⟨

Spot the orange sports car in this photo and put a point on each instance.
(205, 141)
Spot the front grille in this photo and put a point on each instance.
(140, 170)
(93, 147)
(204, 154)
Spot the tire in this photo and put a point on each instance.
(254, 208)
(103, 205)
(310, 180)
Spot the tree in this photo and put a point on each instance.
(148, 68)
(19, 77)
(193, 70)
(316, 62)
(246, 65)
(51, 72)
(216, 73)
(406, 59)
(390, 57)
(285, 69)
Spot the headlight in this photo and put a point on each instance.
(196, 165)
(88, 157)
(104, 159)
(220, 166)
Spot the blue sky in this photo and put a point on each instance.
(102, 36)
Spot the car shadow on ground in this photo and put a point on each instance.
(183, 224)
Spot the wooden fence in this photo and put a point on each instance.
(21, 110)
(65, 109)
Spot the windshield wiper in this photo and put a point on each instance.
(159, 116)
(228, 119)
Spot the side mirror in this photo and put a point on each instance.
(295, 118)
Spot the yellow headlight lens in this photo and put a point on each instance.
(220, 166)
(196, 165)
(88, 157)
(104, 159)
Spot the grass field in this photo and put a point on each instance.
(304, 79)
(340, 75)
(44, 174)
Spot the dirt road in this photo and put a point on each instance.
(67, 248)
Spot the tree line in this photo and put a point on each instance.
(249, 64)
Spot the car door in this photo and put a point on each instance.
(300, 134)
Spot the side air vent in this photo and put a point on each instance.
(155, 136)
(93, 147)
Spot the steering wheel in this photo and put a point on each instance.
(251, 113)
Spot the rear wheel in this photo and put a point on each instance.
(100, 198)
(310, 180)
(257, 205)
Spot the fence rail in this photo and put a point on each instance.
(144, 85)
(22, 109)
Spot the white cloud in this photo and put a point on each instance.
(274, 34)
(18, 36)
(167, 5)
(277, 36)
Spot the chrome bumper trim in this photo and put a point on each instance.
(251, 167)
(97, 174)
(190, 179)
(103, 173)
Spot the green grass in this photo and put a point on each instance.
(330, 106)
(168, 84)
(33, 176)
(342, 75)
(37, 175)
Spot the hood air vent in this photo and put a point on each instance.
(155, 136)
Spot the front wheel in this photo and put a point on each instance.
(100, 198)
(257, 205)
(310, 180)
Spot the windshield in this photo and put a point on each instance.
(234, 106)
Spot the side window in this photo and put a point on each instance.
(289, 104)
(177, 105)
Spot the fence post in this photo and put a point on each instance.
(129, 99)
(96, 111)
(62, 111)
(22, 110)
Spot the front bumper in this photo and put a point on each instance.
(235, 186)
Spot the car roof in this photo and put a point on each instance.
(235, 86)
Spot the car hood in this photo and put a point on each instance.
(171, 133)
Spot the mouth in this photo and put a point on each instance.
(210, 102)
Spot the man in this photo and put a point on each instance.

⟩

WORK INSTRUCTIONS: The output should restate the data exactly, with no line missing.

FINISHED TASK:
Spot the orange sports car in this photo and put a point on each instance.
(205, 141)
Spot the front grille in this photo and put a point on each instance.
(140, 170)
(93, 147)
(204, 154)
Spot the tire in this photo and put a point on each instance.
(254, 208)
(103, 205)
(310, 180)
Spot the tree in this photo and put a point on each instance.
(148, 68)
(19, 77)
(193, 70)
(316, 62)
(246, 65)
(51, 72)
(216, 73)
(406, 59)
(390, 57)
(285, 69)
Spot the headlight in this photo and put a point on each instance.
(196, 165)
(88, 157)
(104, 159)
(220, 166)
Spot the blue sky in this photo and put a point on each instance.
(102, 36)
Spot the car shadow on ground in this photo and put a point on each instance.
(183, 224)
Spot the wooden fence in this photo and put a point on each instance.
(21, 110)
(65, 109)
Spot the windshield wiper in this photo and put a point on each instance.
(159, 116)
(228, 119)
Spot the side mirror in this photo and put a point on each instance.
(295, 118)
Spot the yellow headlight lens in this photo and put a point on each instance.
(220, 166)
(196, 165)
(88, 157)
(104, 159)
Spot the grass field in this photo and put a point on each instance.
(304, 79)
(340, 75)
(44, 174)
Spot the dirt road in this photo and put a point on each instance.
(67, 248)
Spot the tree line in this photo and put a point on each instance.
(249, 64)
Spot the car door in this photo and put a point on each instance.
(300, 134)
Spot the side air vent in this photo and put a point on each instance.
(155, 136)
(93, 147)
Spot the steering wheel in this photo and put a point on each instance.
(251, 113)
Spot the rear wheel in this photo and put a point on each instance.
(100, 198)
(310, 180)
(257, 205)
Spot the fence rail in this photo and put a point on each instance.
(144, 85)
(22, 109)
Spot the white cloud in this photo and put a point on each instance.
(274, 34)
(18, 36)
(167, 5)
(277, 36)
Spot the chrome bumper trim in this photo and put a point on each instance.
(251, 167)
(97, 174)
(190, 179)
(103, 173)
Spot the green grass in this photo and put a point on each instance.
(330, 106)
(168, 84)
(33, 176)
(342, 75)
(37, 175)
Spot the hood air vent in this photo and put a point on each instance.
(155, 136)
Spot the front wheel in this photo and put a point on each instance.
(100, 198)
(257, 205)
(310, 180)
Spot the windshield in this photo and put a point on each instance.
(234, 106)
Spot the side window in this photo and put a point on each instance.
(289, 104)
(177, 105)
Spot the fence post in this photo and put a point on each instance.
(129, 99)
(96, 111)
(62, 111)
(22, 110)
Spot the front bumper in this photo and put a point on each instance.
(235, 186)
Spot the car roof in this photo and put a point on each instance.
(235, 86)
Spot the car hood in this photo and put a point on each instance.
(171, 133)
Spot the mouth in this photo and put a point on each instance.
(210, 102)
Spot the man in this photo and put a point on each instance.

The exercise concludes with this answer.